* Entries from a point annotation set
━━━━━━━━━━━━━━━━

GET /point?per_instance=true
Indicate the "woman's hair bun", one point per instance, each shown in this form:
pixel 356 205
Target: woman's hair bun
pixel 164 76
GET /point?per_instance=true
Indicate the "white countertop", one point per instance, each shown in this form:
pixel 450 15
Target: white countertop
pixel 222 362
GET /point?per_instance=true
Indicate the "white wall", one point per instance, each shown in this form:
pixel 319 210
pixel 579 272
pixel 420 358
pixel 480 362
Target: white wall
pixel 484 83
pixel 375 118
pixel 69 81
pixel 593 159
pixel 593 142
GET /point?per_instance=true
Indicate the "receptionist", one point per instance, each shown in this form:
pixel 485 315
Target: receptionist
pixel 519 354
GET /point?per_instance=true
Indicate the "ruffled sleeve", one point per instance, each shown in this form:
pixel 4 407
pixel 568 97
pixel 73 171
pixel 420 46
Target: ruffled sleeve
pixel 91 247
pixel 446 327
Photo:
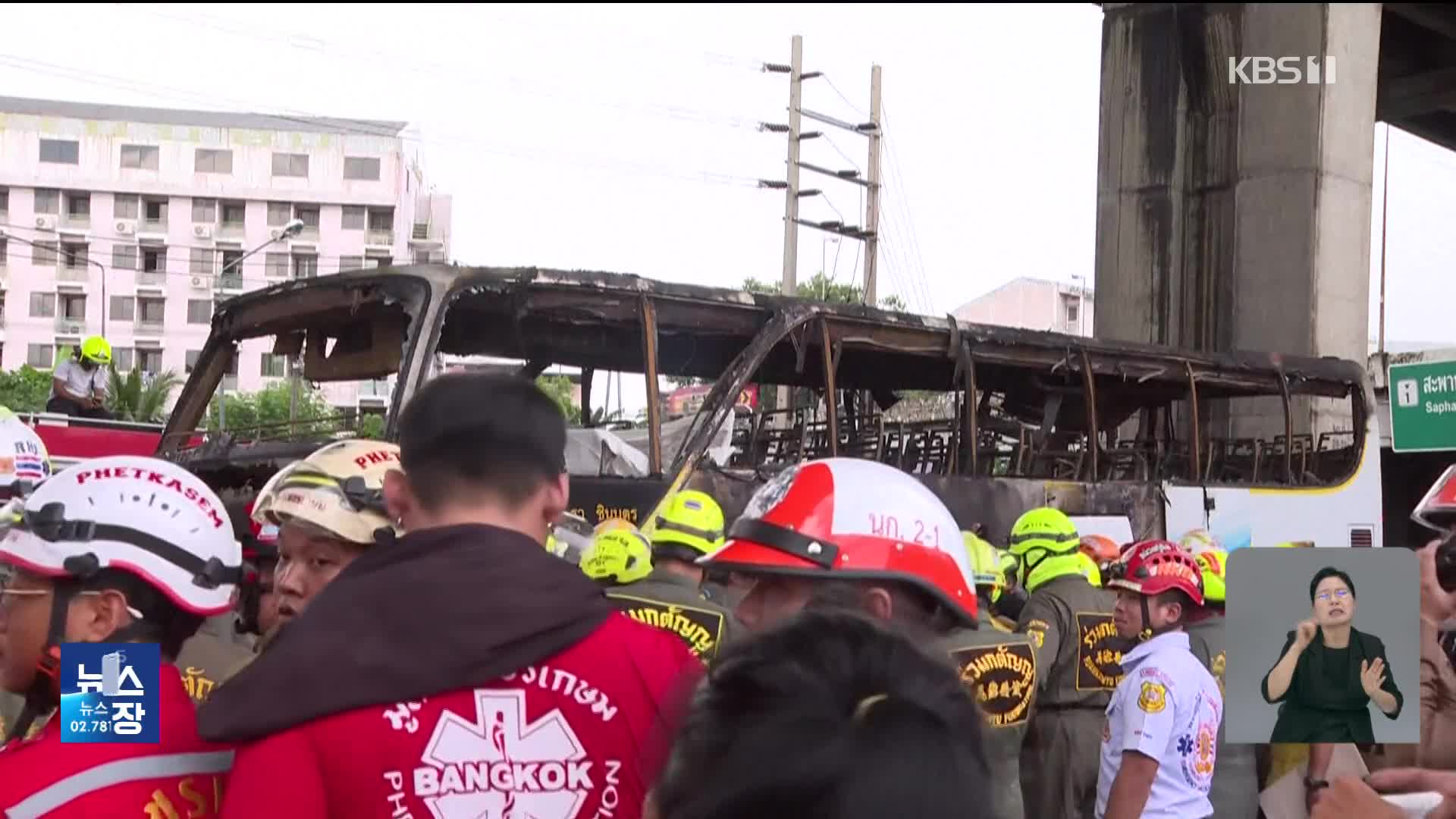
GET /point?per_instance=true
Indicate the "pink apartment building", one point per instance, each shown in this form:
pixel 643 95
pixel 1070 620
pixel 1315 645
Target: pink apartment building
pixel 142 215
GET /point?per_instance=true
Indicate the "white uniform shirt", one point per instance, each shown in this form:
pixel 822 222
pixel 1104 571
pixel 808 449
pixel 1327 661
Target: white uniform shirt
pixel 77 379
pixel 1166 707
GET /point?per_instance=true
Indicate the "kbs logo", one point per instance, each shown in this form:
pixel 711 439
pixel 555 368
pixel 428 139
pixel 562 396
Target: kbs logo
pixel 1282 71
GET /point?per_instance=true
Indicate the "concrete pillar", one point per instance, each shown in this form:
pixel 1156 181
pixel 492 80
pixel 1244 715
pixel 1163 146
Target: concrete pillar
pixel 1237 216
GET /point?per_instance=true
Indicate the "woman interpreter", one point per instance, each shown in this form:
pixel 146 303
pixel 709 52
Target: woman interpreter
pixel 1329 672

━━━━━━━━━━━━━━━━

* Task details
Tally the lines in the records above that contain the string "interpreter". Reply with the number alone.

* Answer
2